Print out each entry below exactly; do not carry over any image.

+++ Exercise materials +++

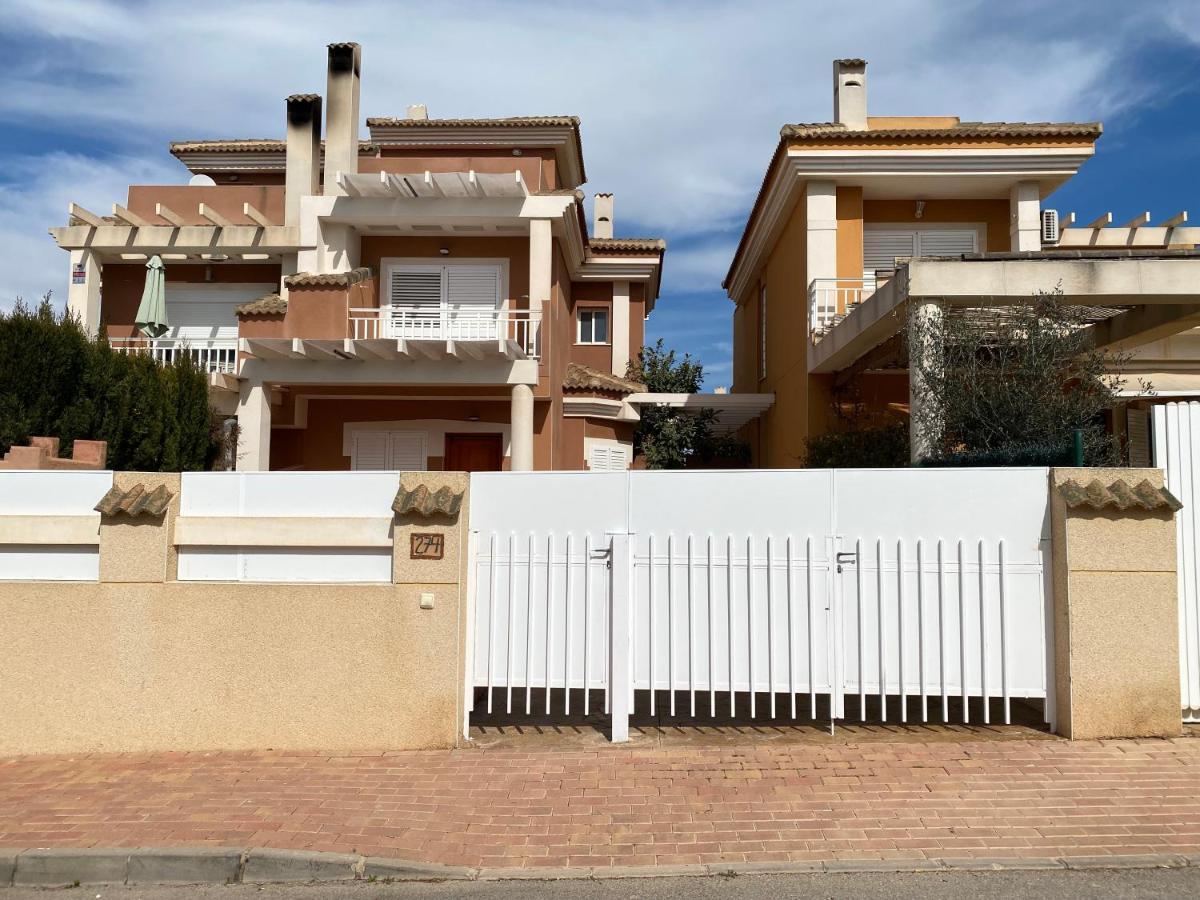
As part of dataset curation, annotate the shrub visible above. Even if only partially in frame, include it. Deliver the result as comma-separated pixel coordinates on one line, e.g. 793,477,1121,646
804,423,909,468
0,296,218,470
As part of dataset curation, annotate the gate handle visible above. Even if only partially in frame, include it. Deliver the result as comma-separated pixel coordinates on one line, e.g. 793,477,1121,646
836,550,857,573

+++

__Response to the exercise__:
As part of dataset curation, annotate the shrub visible above. Even if only partially in frame, include it. Deliver the result as comma-separated pixel coordinates on one line, e.g. 793,477,1121,646
804,423,909,468
0,296,218,470
As part of dataset curation, annotate the gate handle visible above. Even if only partially in frame, include it. Deliver the result as comma-separated pixel coordinates on one line, e.g. 793,477,1121,646
836,550,857,573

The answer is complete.